◆ Source extract ◆
His next care was to provide dwellings and store-houses for the missionaries. He had acquired, for the consideration of twelve axes, a block of land, 200 acres in extent, from one of the chiefs of the district, and this was transferred to the C.M.S., by a deed of conveyance of a simple and straightforward character, "signed" (in the words of the Society's Report for 1816) "in a manner quite original--the chief having copied, as his sign-manual, the lines tattooed upon his own face." A few primitive erections, each consisting of a framework of wood, interwoven with flags of raupo, or native bulrush, formed the mission station of Rangihoua. Mr. Kendall, it should be mentioned, before leaving Sydney, had been gazetted as Resident Magistrate at the Bay of Islands. Mr. Marsden's stay in New Zealand was strictly limited by the orders of Governor Macquarie, but it need scarcely be said that he made the very most of the brief time at his disposal. He had been formally requested by the Government of New South Wales to explore, so far as time would permit, the state of New Zealand, and report the same to the Governor, "with a view to ascertain the expediency of forming there a permanent establishment." [Footnote: No doubt a convict establishment was intended-a curse from which the land was, by God's mercy, happily defended.] In pursuance of these [17/18] instructions he explored in the Active the east-coast of the North Island from the Cavalles Islands to the River Thames, again showing his confidence in the natives by taking on board no less than twenty-eight of their number, all well armed, to defend him against possible attacks from natives to whom he was not known. But he found there was no need of any such precaution; for they were everywhere hospi-table, and appeared pleased at the prospect of having Europeans to settle amongst them. From the Thames he returned to the Bay of Islands, where he continued for more than six weeks, exploring the adjacent country in every direction.

Position annotation records

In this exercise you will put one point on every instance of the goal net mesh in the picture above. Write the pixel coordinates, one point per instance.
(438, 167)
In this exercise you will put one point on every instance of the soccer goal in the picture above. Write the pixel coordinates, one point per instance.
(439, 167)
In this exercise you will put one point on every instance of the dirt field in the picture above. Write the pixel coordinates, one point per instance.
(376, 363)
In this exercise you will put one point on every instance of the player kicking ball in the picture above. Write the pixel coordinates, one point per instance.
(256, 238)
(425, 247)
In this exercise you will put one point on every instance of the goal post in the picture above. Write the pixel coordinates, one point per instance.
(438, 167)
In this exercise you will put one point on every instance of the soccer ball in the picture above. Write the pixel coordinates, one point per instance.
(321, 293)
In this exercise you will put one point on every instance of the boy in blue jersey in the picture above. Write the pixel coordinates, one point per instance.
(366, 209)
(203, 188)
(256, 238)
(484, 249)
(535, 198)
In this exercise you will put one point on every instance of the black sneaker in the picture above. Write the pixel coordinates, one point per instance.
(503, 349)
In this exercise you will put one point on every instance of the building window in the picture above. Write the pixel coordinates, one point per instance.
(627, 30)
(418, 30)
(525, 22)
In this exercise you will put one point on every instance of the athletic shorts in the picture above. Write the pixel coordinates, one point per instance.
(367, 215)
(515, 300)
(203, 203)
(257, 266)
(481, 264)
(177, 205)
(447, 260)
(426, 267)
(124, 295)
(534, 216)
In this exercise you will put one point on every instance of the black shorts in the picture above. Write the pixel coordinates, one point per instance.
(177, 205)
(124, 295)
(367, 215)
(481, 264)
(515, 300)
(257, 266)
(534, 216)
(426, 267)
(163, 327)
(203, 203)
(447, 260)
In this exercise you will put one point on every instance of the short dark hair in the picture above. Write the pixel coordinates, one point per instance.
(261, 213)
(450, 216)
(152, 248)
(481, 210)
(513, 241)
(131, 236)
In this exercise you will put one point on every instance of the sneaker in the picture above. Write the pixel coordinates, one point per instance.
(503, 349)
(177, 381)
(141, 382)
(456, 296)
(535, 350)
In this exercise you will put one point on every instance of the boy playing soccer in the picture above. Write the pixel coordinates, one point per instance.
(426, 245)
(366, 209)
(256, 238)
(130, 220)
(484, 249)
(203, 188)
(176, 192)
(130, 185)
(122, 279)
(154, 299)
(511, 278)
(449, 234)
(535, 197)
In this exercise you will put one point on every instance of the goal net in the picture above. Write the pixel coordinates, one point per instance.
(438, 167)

◆ Work instructions ◆
A - Decide whether each statement agrees with the passage on the Rangihoua mission, answering yes or no and quoting the words of the passage that settle it: (i) The block of land was obtained in exchange for twelve axes. (ii) After returning from the Thames, Mr. Marsden stayed at the Bay of Islands for less than a month. (iii) Mr. Kendall was gazetted as Resident Magistrate only after he reached New Zealand.
B - Lay out the lines of the records as a numbered list, leaving out any blank lines. Begin at the line of the records that has "goal net in", and stop after the last line of the records.

◆ Answers by task ◆
A -
(i) Yes: "for the consideration of twelve axes, a block of land, 200 acres in extent"
(ii) No: "where he continued for more than six weeks"
(iii) No: "before leaving Sydney, had been gazetted as Resident Magistrate at the Bay of Islands"

B -
1. In this exercise you will put one point on every instance of the goal net in the picture above. Write the pixel coordinates, one point per instance.
2. (438, 167)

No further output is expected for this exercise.